(What is being asked)
Write out, word for word, only the lines below that run from the line containing "the jeep hardtop" through the line containing "left=71, top=116, right=313, bottom=131", with both of those lines included.

(Records)

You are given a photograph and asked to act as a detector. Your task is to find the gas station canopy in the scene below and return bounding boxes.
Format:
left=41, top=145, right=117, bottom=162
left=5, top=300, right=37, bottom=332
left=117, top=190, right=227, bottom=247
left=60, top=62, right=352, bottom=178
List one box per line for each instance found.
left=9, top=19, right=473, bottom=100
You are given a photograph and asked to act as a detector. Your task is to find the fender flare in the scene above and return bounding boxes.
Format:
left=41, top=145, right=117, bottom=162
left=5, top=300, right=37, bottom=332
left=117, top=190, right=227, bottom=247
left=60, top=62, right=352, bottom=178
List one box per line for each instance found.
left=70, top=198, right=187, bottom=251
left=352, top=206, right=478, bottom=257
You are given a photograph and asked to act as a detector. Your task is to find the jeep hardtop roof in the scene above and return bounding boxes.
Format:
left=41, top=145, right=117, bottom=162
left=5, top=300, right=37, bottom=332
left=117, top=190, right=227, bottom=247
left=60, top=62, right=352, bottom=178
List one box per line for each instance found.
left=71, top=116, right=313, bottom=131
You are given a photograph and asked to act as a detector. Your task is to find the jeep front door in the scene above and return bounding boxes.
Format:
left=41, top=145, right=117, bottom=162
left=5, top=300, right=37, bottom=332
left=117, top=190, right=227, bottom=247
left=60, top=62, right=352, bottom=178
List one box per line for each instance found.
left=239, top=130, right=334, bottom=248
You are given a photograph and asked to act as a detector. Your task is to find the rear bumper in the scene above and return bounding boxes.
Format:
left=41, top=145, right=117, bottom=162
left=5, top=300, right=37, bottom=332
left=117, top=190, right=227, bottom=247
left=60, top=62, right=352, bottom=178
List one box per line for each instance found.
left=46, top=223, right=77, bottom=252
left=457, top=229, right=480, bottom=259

(Expected answer)
You are given a photograph and asked to act as a detector. Your task is to find the jeep hardtop roof in the scene above and return bounding boxes.
Format:
left=41, top=145, right=117, bottom=162
left=5, top=300, right=37, bottom=332
left=117, top=190, right=227, bottom=247
left=60, top=62, right=352, bottom=178
List one box per line for each instance found.
left=71, top=116, right=313, bottom=131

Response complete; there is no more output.